● WORK REQUIRED
Skip all pictures; return exactly the lines from the one containing "For every instance of the rocky outcrop, the" through the end of the data.

━━━

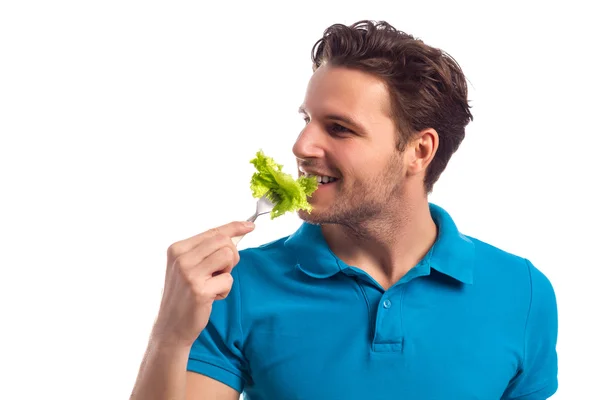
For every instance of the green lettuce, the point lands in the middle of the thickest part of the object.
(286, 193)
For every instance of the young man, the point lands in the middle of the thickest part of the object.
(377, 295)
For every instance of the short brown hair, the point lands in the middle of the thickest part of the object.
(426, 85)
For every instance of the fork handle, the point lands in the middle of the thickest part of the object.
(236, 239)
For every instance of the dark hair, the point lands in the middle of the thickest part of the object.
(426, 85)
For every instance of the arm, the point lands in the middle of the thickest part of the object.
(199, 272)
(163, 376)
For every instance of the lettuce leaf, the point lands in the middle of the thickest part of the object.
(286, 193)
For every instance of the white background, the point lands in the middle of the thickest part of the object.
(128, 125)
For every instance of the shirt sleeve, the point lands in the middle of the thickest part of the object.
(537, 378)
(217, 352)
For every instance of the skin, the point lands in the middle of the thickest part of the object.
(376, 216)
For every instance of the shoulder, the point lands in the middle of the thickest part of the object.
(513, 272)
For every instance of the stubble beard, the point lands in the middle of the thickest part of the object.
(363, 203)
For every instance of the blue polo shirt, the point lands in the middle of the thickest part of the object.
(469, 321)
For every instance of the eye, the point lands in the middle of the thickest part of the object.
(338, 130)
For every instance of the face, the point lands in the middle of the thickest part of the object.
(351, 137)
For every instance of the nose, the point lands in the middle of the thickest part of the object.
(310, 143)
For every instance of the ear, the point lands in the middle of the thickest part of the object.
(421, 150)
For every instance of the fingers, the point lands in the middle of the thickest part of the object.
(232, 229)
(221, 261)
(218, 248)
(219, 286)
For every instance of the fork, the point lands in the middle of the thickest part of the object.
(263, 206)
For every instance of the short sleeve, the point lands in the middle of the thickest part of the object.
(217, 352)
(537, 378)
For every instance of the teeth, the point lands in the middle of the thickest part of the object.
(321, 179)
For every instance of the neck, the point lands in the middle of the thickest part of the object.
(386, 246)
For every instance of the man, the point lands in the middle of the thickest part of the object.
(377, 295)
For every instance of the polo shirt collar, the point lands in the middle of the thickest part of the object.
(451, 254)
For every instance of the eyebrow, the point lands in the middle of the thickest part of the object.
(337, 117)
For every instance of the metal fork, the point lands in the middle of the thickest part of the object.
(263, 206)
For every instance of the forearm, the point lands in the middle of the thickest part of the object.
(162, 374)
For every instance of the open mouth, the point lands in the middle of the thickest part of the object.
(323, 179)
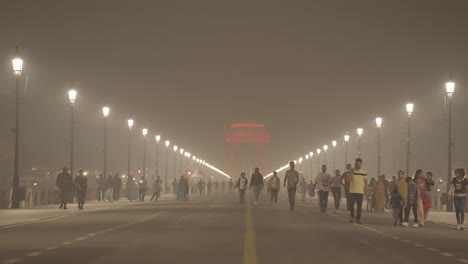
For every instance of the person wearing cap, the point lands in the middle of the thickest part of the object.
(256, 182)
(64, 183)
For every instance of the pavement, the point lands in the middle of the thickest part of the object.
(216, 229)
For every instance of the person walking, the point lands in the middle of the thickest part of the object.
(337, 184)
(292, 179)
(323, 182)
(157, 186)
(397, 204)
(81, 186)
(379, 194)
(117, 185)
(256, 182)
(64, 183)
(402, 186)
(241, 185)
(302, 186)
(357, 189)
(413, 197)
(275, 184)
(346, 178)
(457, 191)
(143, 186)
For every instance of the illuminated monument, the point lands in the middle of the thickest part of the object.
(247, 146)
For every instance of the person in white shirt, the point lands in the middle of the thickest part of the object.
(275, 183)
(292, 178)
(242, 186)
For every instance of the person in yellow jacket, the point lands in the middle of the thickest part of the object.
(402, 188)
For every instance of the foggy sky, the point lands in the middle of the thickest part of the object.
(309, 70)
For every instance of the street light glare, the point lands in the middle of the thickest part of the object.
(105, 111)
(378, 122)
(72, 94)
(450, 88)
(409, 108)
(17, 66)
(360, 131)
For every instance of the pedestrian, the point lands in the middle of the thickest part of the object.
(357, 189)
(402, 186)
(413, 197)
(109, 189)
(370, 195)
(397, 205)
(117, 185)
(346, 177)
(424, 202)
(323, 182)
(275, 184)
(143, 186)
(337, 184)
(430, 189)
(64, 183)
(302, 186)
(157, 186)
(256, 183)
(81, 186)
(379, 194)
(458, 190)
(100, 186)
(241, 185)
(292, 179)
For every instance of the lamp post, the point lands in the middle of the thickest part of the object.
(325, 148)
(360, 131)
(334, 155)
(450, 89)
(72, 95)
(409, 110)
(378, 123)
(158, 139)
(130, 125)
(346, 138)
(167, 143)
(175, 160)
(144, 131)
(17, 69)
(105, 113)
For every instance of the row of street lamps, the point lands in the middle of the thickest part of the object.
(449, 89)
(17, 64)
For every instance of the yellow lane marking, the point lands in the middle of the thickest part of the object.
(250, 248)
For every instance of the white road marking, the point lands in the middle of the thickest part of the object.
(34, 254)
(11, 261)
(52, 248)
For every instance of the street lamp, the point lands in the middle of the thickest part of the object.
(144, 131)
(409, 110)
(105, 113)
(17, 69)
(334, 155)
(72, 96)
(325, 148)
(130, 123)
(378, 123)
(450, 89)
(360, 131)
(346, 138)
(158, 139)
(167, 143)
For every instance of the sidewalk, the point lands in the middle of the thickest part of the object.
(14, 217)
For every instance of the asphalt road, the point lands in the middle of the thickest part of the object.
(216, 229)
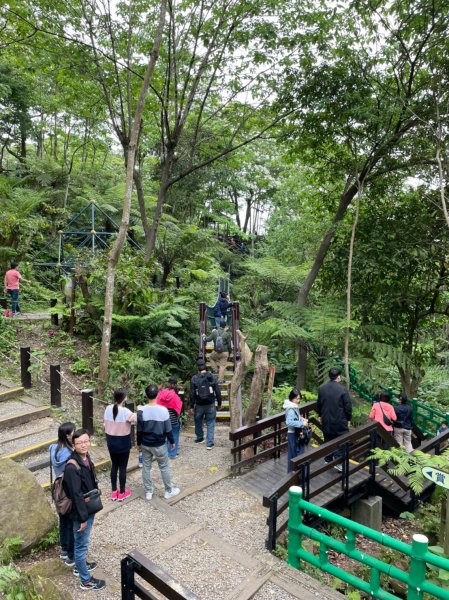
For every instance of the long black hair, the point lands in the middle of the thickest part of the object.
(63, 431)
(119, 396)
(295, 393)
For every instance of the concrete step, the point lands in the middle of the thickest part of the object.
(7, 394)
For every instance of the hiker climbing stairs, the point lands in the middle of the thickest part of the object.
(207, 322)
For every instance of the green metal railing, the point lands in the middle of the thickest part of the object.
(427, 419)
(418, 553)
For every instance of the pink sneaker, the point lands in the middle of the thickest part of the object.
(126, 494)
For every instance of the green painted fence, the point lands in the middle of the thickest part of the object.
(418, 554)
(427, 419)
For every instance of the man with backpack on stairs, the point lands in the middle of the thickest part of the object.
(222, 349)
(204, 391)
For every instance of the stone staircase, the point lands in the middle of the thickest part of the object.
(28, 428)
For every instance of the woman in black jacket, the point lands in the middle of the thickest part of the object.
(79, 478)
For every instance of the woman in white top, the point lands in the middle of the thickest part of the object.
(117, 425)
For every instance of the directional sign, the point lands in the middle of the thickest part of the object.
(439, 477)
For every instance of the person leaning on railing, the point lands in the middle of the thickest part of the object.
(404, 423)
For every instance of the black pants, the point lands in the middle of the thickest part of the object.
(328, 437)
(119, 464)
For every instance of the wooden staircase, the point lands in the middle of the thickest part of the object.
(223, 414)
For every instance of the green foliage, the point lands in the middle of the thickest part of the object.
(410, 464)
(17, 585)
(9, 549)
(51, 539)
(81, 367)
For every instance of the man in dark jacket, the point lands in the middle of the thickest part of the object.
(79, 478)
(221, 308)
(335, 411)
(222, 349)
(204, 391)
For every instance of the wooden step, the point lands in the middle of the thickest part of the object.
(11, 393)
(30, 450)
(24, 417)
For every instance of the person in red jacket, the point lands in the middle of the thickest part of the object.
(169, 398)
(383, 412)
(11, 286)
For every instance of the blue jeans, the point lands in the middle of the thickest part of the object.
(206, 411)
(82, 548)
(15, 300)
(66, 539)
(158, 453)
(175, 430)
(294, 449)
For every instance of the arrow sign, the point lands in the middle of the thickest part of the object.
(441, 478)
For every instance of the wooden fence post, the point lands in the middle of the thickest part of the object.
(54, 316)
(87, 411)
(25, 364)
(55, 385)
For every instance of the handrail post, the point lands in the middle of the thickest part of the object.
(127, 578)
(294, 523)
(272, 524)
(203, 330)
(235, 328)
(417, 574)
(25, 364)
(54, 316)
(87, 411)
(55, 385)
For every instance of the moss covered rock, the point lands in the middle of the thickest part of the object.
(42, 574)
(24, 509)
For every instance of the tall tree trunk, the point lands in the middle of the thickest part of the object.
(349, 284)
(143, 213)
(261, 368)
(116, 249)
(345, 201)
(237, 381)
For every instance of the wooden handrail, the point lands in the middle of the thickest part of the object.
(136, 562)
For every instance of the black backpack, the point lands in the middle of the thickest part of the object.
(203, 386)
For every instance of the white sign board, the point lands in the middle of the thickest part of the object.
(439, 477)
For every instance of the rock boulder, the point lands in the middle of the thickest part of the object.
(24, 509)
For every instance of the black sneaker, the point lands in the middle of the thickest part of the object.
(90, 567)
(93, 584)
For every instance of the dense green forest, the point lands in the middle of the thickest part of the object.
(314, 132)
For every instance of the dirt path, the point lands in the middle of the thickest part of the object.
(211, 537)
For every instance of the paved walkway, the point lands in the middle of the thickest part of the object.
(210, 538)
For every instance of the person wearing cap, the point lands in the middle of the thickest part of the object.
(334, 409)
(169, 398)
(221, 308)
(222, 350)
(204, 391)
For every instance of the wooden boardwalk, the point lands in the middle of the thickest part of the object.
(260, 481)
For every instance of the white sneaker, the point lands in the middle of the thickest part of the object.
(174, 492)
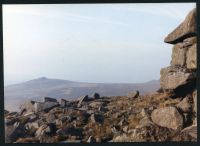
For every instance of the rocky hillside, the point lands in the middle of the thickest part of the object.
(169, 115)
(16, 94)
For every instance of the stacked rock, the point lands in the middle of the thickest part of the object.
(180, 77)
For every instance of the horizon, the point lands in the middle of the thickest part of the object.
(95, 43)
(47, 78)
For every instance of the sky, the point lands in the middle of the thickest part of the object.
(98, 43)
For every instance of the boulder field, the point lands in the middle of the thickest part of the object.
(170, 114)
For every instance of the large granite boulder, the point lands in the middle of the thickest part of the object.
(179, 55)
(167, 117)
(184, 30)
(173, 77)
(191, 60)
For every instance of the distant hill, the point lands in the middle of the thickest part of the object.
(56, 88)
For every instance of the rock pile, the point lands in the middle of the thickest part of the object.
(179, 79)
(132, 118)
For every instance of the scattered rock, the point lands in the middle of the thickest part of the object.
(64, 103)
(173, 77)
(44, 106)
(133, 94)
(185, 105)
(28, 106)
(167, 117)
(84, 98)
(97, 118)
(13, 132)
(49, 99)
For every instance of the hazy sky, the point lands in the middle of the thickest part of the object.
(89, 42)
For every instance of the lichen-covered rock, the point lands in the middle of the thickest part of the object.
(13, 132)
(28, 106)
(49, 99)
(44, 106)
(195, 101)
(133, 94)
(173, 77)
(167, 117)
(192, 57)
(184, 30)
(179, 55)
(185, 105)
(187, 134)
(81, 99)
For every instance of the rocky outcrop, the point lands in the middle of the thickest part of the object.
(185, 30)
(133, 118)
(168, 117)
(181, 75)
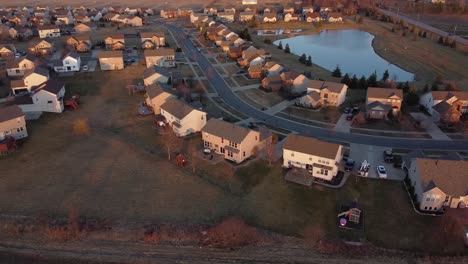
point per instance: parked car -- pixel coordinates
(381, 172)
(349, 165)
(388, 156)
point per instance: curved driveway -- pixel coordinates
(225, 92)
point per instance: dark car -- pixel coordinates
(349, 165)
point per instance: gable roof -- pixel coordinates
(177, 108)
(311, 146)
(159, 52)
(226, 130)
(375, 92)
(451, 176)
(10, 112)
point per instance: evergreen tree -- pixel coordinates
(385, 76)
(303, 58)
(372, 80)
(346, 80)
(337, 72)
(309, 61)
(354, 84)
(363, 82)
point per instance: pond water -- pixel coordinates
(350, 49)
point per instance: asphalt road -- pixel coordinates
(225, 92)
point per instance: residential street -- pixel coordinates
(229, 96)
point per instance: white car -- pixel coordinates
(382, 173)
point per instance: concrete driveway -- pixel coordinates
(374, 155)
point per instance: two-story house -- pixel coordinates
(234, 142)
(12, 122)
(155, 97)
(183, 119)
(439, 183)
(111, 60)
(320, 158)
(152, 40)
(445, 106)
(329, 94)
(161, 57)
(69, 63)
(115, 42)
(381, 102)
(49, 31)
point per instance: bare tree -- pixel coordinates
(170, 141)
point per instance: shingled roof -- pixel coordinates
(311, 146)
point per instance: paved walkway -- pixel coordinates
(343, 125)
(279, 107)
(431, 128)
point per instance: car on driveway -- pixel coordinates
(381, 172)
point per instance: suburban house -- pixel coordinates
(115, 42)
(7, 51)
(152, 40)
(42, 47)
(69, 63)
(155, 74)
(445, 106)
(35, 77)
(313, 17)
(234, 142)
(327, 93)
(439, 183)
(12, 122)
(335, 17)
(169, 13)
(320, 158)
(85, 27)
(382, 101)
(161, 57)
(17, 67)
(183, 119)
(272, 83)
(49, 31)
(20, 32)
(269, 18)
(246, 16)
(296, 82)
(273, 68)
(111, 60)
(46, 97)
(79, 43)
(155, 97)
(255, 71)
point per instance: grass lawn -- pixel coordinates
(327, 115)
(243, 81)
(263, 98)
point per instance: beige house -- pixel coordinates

━━━

● EXERCISE ANSWER
For every instance of the rocky outcrop, the point lands in the middle of the thickest part of the object.
(185, 30)
(133, 118)
(168, 117)
(181, 75)
point per instance: parked car -- pixel coordinates
(381, 172)
(349, 165)
(388, 156)
point per instance: curved driveway -- pixel coordinates
(225, 92)
point per instance: dark car -- pixel coordinates
(349, 165)
point per instance: gable roof -- pixel coordinates
(177, 108)
(311, 146)
(159, 52)
(226, 130)
(375, 92)
(451, 176)
(10, 112)
point per instance: evergreen tree -- pixel coordinates
(385, 76)
(303, 58)
(372, 80)
(346, 80)
(337, 72)
(309, 61)
(354, 84)
(363, 82)
point per instance: pond water -- pixel coordinates
(350, 49)
point per instance: asphalt road -- pixel coordinates
(225, 92)
point per instance: residential street -- pixel coordinates
(229, 96)
point per instance: white car -- pixel coordinates
(382, 173)
point per instance: concrete driveway -- pixel coordinates
(374, 155)
point per instance: two-story house -- pixel coordinates
(234, 142)
(12, 122)
(155, 97)
(183, 119)
(439, 183)
(111, 60)
(320, 158)
(152, 40)
(445, 106)
(329, 94)
(161, 57)
(69, 63)
(115, 42)
(381, 102)
(49, 31)
point per instance: bare tree -- pixel coordinates
(170, 141)
point per instance: shingled roof -- pixel coordinates
(311, 146)
point per instance: paved walkway -- pixel coordinates
(343, 125)
(279, 107)
(431, 128)
point per instance: car on driveway -- pixel coordinates
(381, 172)
point per instance: suburban house -- pixel coordinates
(115, 42)
(7, 51)
(152, 40)
(42, 47)
(69, 63)
(155, 74)
(445, 106)
(35, 77)
(313, 17)
(234, 142)
(327, 93)
(439, 183)
(12, 122)
(335, 17)
(169, 13)
(320, 158)
(85, 27)
(382, 101)
(161, 57)
(17, 67)
(183, 119)
(272, 83)
(49, 31)
(20, 32)
(269, 18)
(246, 16)
(296, 82)
(273, 68)
(111, 60)
(46, 97)
(79, 43)
(155, 97)
(255, 71)
point per instance: grass lawn -- pixel coordinates
(327, 115)
(243, 81)
(263, 98)
point per instance: beige house -- pixel coordinates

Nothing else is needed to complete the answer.